[GIVEN RECORDS Boundary: Start]

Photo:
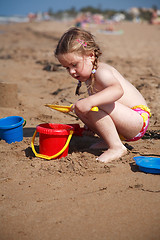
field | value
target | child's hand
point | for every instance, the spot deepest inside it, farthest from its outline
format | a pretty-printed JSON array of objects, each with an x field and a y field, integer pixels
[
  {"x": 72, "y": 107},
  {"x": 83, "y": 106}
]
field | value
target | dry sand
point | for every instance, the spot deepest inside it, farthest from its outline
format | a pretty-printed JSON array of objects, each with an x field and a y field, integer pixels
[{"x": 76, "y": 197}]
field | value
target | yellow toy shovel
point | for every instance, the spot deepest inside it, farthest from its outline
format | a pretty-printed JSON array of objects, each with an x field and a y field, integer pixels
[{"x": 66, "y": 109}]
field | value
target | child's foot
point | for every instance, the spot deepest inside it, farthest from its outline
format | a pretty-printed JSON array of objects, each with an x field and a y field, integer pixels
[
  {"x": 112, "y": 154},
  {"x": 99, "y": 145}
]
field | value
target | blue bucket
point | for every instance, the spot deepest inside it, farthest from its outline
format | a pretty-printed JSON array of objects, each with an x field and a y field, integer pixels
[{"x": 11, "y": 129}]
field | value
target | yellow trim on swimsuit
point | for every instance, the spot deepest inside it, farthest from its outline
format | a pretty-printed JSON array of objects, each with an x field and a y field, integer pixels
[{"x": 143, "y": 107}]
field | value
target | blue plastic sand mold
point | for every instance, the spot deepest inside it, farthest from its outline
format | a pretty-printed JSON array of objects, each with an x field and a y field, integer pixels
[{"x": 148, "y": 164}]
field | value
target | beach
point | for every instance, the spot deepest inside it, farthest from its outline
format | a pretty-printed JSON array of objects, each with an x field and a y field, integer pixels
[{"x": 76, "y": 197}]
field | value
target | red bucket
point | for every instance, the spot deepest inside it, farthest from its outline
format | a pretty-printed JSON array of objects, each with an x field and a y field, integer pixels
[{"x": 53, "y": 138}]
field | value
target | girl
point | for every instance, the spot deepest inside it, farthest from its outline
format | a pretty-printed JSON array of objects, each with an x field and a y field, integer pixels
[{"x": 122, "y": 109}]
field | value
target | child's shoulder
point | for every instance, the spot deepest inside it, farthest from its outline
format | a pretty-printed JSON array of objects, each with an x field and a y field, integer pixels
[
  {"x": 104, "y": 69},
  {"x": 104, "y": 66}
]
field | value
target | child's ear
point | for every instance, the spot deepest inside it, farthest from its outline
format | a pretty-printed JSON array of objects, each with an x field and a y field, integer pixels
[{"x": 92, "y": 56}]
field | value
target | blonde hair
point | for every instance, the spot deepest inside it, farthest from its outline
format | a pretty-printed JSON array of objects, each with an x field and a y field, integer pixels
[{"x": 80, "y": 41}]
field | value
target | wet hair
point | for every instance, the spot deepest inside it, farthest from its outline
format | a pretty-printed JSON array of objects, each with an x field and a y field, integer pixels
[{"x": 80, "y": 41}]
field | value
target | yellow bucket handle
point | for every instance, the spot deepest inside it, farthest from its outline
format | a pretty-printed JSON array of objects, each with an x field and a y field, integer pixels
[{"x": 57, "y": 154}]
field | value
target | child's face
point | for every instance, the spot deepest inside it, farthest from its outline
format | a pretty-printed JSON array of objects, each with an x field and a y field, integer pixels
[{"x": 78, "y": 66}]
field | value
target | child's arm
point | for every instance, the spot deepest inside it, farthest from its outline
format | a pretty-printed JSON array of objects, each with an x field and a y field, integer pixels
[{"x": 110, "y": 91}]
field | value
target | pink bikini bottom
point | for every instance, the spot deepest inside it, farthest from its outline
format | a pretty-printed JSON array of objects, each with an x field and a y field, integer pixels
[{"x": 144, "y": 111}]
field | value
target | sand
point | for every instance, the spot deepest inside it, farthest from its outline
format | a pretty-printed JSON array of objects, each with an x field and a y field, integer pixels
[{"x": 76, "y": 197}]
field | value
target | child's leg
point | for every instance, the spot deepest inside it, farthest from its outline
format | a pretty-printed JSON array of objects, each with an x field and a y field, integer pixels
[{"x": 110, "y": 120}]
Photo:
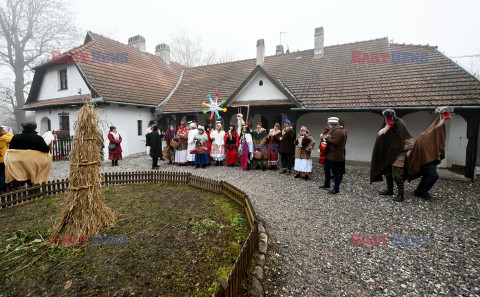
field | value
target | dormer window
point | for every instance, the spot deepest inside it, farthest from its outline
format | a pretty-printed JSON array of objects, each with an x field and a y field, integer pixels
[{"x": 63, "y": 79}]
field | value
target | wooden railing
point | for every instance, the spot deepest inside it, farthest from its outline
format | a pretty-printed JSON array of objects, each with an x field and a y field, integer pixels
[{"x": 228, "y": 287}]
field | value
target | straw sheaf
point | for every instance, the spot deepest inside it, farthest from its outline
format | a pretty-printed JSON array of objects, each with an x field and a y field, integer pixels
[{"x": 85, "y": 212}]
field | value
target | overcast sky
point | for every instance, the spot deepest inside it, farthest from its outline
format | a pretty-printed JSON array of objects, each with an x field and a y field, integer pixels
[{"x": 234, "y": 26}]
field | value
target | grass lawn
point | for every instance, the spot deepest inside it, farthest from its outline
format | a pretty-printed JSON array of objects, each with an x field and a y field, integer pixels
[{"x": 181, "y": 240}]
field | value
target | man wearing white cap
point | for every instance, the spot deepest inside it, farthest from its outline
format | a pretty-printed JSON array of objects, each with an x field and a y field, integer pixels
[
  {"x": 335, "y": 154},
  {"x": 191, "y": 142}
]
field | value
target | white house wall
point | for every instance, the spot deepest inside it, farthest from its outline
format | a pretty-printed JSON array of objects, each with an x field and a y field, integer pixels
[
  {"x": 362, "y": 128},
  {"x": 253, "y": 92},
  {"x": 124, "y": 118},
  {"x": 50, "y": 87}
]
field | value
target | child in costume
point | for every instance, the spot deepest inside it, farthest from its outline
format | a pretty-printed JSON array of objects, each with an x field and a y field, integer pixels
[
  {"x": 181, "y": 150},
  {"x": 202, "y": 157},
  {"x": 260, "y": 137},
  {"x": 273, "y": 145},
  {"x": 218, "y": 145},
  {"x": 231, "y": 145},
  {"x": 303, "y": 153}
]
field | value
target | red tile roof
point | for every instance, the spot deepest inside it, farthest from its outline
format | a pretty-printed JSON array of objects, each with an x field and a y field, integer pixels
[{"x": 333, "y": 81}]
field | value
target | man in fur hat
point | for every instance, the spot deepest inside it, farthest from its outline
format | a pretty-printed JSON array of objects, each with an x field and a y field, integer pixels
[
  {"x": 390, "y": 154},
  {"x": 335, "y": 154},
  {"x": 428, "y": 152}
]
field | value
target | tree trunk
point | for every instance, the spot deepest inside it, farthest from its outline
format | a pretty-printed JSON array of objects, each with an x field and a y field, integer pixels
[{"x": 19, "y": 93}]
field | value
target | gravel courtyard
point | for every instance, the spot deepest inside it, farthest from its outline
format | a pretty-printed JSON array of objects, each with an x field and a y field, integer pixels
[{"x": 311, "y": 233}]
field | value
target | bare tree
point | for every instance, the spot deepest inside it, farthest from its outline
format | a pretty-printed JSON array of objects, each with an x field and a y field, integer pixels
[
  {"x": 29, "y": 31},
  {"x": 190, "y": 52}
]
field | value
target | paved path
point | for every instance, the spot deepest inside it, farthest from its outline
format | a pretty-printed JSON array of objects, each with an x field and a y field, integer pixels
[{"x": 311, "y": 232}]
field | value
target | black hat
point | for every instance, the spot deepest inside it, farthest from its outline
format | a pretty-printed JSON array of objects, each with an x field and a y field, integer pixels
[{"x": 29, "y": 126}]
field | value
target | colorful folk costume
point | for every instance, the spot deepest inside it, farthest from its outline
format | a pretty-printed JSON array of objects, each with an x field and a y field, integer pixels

[GIVEN RECORDS Boundary: End]

Copy every record exactly as it appears, apart from any pictures.

Photo:
field | value
target | child's hand
point | for every instance, the spot deepest inside it, farthest from its outline
format | a pretty-printed JSON array of objects, each with an x field and a y field, integer pixels
[
  {"x": 72, "y": 107},
  {"x": 83, "y": 106}
]
field | value
target | dry sand
point | for every instance, the spot deepest inside it, farthest from its outline
format | a pretty-printed JSON array of objects, each with an x field and a y field, integer pixels
[{"x": 76, "y": 197}]
field | value
target | yellow toy shovel
point | for every instance, the spot deepest inside it, farthest from its outline
format | a pretty-printed JSON array of objects, each with an x field and a y field, integer pixels
[{"x": 66, "y": 109}]
field | value
target | child's foot
point | for every instance, the spot deepest inside it, farthest from its outline
format | a pretty-printed JSON array of objects, each with an x field and a y field, integer pixels
[
  {"x": 112, "y": 154},
  {"x": 99, "y": 145}
]
field | value
target | blue bucket
point | for every instance, the spot deepest inside it, farthest from its outline
format | a pretty-printed JSON array of objects, each with an x field and a y field, integer pixels
[{"x": 11, "y": 129}]
field | value
target | yellow trim on swimsuit
point | for every instance, the spot deepest inside it, farthest from its outline
format | a pretty-printed JSON array of objects, each with an x field and a y field, integer pixels
[{"x": 143, "y": 107}]
field | value
target | blue plastic sand mold
point | for every instance, the spot deepest inside it, farthest from its outline
format | a pretty-printed JSON array of objects, each with an x field and a y field, integer pixels
[{"x": 148, "y": 164}]
field | value
target | beach
point | for every instance, the spot deepest inside it, farthest from its outline
format | a pretty-printed JSON array of objects, each with an x field and a y field, integer pixels
[{"x": 76, "y": 197}]
field | value
target | red bucket
point | for every instance, the spot deepest inside it, farthest from its outline
format | a pretty-printed JSON array of objects, each with an x field and a y field, integer pixels
[{"x": 53, "y": 138}]
field | value
target | girl
point | for every instance, the spot deepest inside it, farthest from its outline
format | a pretty-printed JSON array of objects, each with an x field and a y field, integer pixels
[{"x": 122, "y": 109}]
field | value
target | child's shoulder
point | for every instance, the spot deepest inside it, farthest from its outline
format | a pretty-printed JSON array of objects, each with an x field and a y field, integer pixels
[
  {"x": 104, "y": 69},
  {"x": 104, "y": 66}
]
field | value
target | child's ear
point | for every instance, the spot deepest inside it, farthest from its outline
format | a pretty-printed JSON array of objects, each with an x field and a y field, integer pixels
[{"x": 92, "y": 56}]
field | value
target | blonde hair
point | for every instance, the spot deepest inside it, farthest from its outline
format | a pretty-printed JSON array of objects, each with an x field and a y field, integer pixels
[{"x": 80, "y": 41}]
field | value
target | wet hair
point | for every instance, the spot deepest inside it, farthest from its outline
format | a pretty-printed JSON array of objects, each with an x field and a y field, integer pixels
[{"x": 80, "y": 41}]
field | value
target | yellow bucket handle
point | for every instance, the spot deepest inside it, farthest from its outline
format | a pretty-printed JSON array of objects, each with an x field and a y field, integer pixels
[{"x": 57, "y": 154}]
field | value
target | child's face
point | for every instance, the spot deepest inside it, farthest from its outline
format | a pretty-printed JSON array of objects, each with an x field and a y field, integer pixels
[{"x": 78, "y": 66}]
field | value
target | child's arm
point | for every instance, the spot deepest inside it, farthest from its outline
format | a pretty-printed JSON array of objects, each with an x field and a y field, integer pixels
[{"x": 110, "y": 91}]
field | value
target | pink bikini bottom
point | for every instance, the spot deepest inside it, farthest from its outline
format | a pretty-printed JSON array of objects, each with an x field and a y field, integer pixels
[{"x": 144, "y": 111}]
field | value
target | sand
point | for every instance, the spot deepest inside it, farthest from its outline
format | a pretty-printed JSON array of objects, each with an x field and a y field, integer pixels
[{"x": 76, "y": 197}]
field | value
target | child's leg
point | for every instance, the spot deepest inside it, farthest from its outline
format | a pretty-printed JSON array of objects, each with an x field and a y field, integer pixels
[{"x": 110, "y": 120}]
Photo:
field | value
target | dormer window
point | for every instance, the spot deepest inside it, farthest from its outline
format | a pretty-printed JSON array of objects, each with an x field and a y field, integer pixels
[{"x": 63, "y": 79}]
field | value
target | wooden railing
point | for every instance, the spot deepest inside it, farthest from its outline
format | a pretty-printed JSON array of objects, each with an x field and a y field, integer pixels
[{"x": 228, "y": 287}]
field | value
target | straw sheaf
point | for every instance, the spot deepest inside it, farthest from its outline
format | a pretty-printed JSON array of objects, each with an x field and a y field, integer pixels
[{"x": 85, "y": 212}]
field | value
target | overcast sky
point | for every instance, the spot deepest inside it, farthest from its outline
format | a pretty-printed JSON array of objects, each with an x field and a y field, integer pixels
[{"x": 234, "y": 26}]
field | value
target | grass lawn
point | for every instance, the spot deepest inside it, farthest from its outline
format | a pretty-printed JSON array of objects, each with an x field and a y field, integer pixels
[{"x": 181, "y": 240}]
field | value
target | man wearing white cap
point | for every instance, the spot deepest inside it, farthest from its outline
format | a pretty-printed JSON array of objects, each with an x field and a y field, integer pixels
[
  {"x": 335, "y": 154},
  {"x": 191, "y": 142}
]
field | value
target | white house wall
point | for every instance, the spot deepest inside it, farthest from its outline
format | a pretty-printed JSON array of objects, each with an x field and a y field, integer pixels
[
  {"x": 362, "y": 128},
  {"x": 253, "y": 92},
  {"x": 124, "y": 118},
  {"x": 50, "y": 87}
]
field | value
target | child in costume
point | for every instance, the spot deepest inside it, farthest from its outline
format | a pretty-printed JSON array of objects, each with an x field and a y field, integer pixels
[
  {"x": 181, "y": 150},
  {"x": 202, "y": 157},
  {"x": 260, "y": 137},
  {"x": 273, "y": 145},
  {"x": 218, "y": 145},
  {"x": 231, "y": 145},
  {"x": 303, "y": 153}
]
field | value
target | red tile roof
point | for every instance, the spot deepest inside it, farthest from its outline
format | a pretty-printed JSON array of objects, each with an x field and a y field, integer pixels
[{"x": 333, "y": 81}]
field | value
target | man in fur hat
point | for every instance, the spot deepest inside it, farthest from its outline
format | a pretty-printed JSON array of objects, each with an x field and a y field, integer pixels
[
  {"x": 390, "y": 154},
  {"x": 335, "y": 154},
  {"x": 428, "y": 152}
]
field | value
target | tree trunk
point | for every instance, the spot deepest inside it, farthest from its outline
format | a pretty-printed JSON array of objects, each with an x field and a y field, integer pixels
[{"x": 19, "y": 93}]
field | value
target | gravel courtyard
point | for every instance, the spot deepest inside it, farthest from its outline
format | a pretty-printed JSON array of objects, each with an x field and a y field, integer pixels
[{"x": 311, "y": 233}]
field | value
target | bare tree
point | for every instance, the spot deepest inside it, farthest from its outline
format | a pretty-printed JSON array of objects, each with an x field and a y field, integer pixels
[
  {"x": 29, "y": 31},
  {"x": 190, "y": 52}
]
field | value
target | paved path
point | for every instance, the spot deepest inside it, farthest from its outline
format | a pretty-printed JSON array of objects, each with an x field and a y field, integer pixels
[{"x": 311, "y": 232}]
field | value
target | black hat
point | for every instance, the spot deepest inside it, farthest from its outline
format | a pretty-printed JSON array of objects, each with an x field and a y field, integer pixels
[{"x": 29, "y": 126}]
field | value
target | colorful folk costume
point | for every instance, the spot deepest inside it, farthest from its outline
format | a pretty-printed JSON array of objects, each with an x field and a y field, integer pixels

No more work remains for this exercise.